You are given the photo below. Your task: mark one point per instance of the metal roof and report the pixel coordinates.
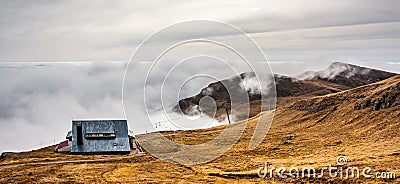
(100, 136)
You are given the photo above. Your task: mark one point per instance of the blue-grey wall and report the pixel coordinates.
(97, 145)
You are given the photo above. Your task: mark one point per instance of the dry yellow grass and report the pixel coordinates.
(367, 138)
=======
__Task requirements__: Set the preceding data down again word for word, omitting images.

__Solution__:
You are given the photo below. Your task: mark one point per instance of the metal roof and report the pixel coordinates.
(100, 136)
You are given the photo above. Your task: mark one point per instance of the blue-grey wall and report the pixel coordinates.
(97, 145)
You are given the photo above. Your task: mark one point per instance of the dry yellow grass and report the pixel coordinates.
(367, 138)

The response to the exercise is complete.